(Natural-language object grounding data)
┄┄┄┄┄┄

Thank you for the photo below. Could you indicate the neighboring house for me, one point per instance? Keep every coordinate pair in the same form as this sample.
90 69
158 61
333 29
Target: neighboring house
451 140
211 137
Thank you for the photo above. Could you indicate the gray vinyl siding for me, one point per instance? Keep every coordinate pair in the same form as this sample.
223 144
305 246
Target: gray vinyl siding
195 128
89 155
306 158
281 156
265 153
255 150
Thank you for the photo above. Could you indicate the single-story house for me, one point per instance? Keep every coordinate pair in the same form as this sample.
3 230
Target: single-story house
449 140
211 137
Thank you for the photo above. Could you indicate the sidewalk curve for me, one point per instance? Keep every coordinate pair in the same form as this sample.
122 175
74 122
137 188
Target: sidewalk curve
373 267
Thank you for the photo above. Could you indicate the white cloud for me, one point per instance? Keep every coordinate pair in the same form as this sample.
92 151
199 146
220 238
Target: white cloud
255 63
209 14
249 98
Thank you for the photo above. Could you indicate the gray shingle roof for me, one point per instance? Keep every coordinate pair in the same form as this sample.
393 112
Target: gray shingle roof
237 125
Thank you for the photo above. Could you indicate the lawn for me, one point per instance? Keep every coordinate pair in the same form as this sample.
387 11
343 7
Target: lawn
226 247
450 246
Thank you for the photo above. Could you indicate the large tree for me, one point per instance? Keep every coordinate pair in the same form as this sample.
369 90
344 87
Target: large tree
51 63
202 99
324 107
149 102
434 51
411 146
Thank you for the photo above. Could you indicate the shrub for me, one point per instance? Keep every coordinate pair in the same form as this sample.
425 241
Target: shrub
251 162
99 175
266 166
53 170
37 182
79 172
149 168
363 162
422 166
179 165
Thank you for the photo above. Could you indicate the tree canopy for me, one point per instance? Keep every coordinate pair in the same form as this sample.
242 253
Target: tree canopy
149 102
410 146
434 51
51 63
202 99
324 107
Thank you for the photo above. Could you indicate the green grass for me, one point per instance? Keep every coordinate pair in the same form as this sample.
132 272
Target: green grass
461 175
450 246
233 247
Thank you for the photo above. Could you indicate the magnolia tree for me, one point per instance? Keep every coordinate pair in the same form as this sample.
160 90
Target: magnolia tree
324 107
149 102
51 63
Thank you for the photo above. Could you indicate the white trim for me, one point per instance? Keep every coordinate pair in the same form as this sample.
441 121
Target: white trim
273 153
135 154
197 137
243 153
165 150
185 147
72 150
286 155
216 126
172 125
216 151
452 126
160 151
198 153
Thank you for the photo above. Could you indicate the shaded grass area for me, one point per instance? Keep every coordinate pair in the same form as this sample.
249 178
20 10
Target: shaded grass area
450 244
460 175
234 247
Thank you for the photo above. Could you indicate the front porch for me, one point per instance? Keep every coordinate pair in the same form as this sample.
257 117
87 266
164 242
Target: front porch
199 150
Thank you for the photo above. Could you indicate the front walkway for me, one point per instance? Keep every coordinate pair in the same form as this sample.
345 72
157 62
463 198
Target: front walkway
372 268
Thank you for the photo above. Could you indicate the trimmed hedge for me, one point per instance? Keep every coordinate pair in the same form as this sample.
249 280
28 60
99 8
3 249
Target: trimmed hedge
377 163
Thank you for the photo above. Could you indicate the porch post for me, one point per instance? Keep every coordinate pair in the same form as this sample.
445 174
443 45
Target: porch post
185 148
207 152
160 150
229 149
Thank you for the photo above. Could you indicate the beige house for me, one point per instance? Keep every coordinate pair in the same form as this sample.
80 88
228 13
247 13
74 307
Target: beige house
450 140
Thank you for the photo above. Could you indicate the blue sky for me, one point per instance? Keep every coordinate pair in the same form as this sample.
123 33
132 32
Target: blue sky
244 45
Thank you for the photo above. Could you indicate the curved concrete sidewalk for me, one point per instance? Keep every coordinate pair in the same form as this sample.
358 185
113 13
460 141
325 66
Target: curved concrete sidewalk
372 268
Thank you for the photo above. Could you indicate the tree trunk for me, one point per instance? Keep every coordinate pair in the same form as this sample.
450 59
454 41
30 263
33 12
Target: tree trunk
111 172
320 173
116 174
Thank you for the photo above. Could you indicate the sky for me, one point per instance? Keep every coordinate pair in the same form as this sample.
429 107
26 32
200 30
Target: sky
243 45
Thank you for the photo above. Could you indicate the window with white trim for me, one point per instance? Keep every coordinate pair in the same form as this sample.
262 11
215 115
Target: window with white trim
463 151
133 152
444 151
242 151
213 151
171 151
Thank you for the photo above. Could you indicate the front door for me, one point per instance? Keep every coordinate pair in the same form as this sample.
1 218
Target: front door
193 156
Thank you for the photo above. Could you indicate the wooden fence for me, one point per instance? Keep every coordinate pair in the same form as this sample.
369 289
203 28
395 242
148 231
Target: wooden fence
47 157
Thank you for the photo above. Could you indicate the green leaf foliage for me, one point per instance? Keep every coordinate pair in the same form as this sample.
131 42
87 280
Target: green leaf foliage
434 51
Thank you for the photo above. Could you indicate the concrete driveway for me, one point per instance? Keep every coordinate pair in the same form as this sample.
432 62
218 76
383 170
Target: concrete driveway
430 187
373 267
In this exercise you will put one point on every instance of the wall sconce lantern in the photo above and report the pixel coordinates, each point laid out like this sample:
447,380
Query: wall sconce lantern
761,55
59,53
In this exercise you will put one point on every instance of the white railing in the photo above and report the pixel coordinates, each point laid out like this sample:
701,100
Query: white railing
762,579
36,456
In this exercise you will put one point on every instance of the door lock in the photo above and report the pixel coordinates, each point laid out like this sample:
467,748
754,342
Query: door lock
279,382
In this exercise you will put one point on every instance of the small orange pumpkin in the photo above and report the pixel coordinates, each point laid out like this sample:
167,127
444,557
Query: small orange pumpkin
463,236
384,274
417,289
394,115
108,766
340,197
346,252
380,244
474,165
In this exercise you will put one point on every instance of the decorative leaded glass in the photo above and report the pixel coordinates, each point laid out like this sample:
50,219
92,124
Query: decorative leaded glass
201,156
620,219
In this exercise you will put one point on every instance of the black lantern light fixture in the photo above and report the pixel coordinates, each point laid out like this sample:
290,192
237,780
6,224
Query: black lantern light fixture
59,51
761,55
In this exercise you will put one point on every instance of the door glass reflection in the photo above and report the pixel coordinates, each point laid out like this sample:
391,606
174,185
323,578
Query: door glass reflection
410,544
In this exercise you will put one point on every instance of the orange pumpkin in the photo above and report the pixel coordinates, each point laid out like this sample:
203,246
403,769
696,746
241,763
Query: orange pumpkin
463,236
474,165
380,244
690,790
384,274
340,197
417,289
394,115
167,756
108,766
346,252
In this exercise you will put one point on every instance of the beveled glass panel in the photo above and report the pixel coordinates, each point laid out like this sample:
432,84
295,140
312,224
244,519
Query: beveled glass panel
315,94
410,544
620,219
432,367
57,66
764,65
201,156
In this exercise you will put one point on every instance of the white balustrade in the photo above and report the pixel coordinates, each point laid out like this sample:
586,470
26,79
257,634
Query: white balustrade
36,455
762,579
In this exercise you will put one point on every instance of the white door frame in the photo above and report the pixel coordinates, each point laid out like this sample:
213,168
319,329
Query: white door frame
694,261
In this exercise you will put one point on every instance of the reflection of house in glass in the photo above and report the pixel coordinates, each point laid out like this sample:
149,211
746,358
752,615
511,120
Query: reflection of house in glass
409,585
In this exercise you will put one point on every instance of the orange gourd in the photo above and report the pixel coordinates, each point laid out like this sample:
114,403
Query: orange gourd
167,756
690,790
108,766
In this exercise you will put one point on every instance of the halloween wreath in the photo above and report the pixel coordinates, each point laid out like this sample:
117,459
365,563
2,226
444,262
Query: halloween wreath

┄┄┄┄┄┄

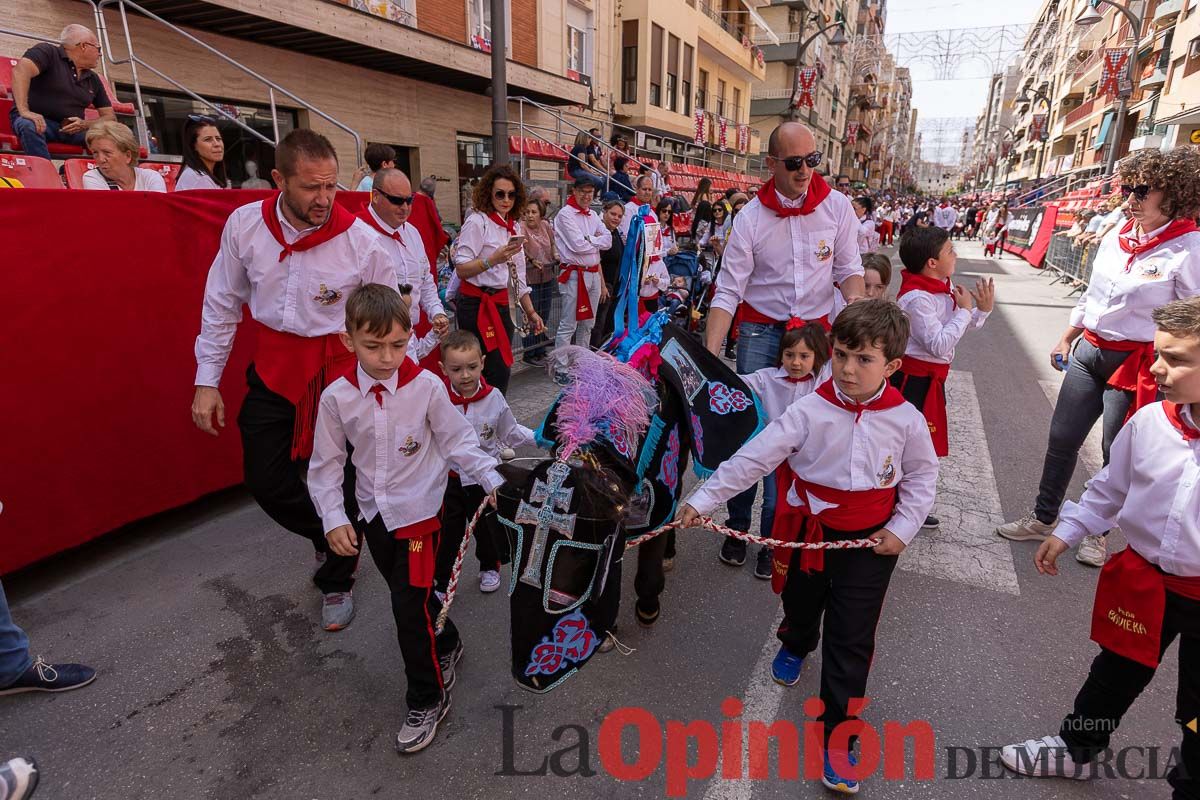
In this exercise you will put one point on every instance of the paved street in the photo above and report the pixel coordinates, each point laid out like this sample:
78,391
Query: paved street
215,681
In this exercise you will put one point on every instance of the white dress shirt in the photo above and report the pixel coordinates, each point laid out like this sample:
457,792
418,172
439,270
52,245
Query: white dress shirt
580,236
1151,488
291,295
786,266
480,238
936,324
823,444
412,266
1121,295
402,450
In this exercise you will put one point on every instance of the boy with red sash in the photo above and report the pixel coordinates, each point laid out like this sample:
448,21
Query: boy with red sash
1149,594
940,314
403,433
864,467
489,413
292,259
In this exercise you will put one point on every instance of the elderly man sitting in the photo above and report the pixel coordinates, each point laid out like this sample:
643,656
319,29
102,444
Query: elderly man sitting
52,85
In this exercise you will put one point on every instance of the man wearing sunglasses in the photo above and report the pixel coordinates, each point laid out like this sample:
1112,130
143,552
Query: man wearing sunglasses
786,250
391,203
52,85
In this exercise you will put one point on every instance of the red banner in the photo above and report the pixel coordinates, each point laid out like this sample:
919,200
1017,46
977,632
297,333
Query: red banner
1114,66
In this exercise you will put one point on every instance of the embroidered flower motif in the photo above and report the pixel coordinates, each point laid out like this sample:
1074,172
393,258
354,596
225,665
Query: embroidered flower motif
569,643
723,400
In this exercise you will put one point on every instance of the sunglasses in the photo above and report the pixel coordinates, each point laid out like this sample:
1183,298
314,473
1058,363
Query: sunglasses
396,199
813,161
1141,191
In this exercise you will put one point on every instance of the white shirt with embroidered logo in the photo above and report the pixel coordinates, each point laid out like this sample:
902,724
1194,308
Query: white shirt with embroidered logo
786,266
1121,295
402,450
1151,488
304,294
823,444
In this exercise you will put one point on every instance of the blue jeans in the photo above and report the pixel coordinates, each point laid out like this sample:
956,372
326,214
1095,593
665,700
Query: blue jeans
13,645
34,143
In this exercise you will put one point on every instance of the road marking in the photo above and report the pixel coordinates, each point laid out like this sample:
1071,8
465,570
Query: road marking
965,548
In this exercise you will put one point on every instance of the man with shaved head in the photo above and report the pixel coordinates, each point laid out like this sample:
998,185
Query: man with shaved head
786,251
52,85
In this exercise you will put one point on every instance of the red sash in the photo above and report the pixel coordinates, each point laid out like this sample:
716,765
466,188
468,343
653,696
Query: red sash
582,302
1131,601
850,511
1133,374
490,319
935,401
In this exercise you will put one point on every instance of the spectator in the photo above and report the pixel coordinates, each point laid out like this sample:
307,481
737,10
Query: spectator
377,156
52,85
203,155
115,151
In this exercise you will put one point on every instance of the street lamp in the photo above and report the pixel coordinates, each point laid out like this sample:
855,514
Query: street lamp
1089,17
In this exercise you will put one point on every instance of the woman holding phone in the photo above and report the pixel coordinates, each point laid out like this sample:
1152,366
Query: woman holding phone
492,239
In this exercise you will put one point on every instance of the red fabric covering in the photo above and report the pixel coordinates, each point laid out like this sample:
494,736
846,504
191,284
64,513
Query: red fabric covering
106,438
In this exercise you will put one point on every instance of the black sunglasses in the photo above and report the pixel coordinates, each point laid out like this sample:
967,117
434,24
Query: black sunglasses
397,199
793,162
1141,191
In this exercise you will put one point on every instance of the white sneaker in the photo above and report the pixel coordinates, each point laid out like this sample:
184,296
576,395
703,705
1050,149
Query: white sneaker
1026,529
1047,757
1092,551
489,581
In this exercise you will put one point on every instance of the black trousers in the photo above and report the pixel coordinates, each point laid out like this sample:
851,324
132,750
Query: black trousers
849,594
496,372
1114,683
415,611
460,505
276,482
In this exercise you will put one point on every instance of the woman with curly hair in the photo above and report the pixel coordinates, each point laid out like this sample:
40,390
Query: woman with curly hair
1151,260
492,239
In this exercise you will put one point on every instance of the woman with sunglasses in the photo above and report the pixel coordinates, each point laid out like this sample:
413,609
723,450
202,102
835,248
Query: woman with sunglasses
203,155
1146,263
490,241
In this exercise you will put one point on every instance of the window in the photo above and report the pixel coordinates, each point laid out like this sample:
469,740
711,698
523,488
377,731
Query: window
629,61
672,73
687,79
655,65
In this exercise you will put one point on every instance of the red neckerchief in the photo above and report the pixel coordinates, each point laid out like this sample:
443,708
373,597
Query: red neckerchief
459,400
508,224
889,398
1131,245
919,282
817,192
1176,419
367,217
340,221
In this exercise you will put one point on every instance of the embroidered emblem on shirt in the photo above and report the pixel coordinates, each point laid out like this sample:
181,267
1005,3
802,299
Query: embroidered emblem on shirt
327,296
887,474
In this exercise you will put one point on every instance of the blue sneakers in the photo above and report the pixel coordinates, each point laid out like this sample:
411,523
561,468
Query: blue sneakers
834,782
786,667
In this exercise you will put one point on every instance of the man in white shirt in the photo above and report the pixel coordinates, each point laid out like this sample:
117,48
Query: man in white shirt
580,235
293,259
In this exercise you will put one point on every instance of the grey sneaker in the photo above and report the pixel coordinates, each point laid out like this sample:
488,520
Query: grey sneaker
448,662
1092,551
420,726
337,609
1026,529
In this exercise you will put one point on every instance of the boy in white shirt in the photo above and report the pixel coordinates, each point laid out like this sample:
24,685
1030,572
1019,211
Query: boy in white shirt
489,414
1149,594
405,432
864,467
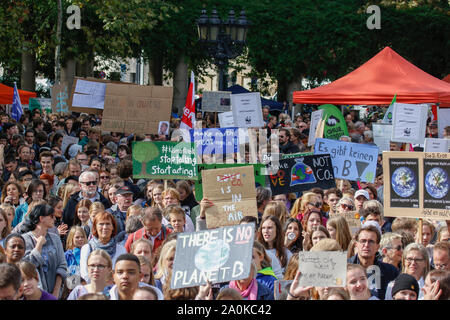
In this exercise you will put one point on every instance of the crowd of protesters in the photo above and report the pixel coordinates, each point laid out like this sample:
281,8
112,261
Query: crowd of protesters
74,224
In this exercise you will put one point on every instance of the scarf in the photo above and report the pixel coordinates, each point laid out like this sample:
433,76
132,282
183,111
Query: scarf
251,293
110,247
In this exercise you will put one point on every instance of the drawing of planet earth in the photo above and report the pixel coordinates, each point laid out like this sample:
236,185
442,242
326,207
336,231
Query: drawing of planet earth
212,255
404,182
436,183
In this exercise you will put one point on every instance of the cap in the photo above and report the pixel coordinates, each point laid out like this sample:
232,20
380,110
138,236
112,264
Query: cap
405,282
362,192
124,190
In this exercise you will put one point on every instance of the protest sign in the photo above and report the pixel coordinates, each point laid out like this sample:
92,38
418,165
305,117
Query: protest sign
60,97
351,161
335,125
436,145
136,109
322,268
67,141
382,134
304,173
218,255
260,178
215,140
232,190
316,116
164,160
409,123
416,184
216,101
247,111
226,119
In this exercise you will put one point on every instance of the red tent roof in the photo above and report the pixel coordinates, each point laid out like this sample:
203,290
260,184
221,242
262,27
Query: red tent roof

┄┄┄┄┄┄

| ASSIGNMENT |
The lines to return are those with the string "halloween" in them; copy each from the entries above.

| SOLUTION TO THE PROBLEM |
In this exercise you will put one point on every instance of the halloween wreath in the photo above and report the pixel coordinates, each point laid out like this sample:
Query: halloween wreath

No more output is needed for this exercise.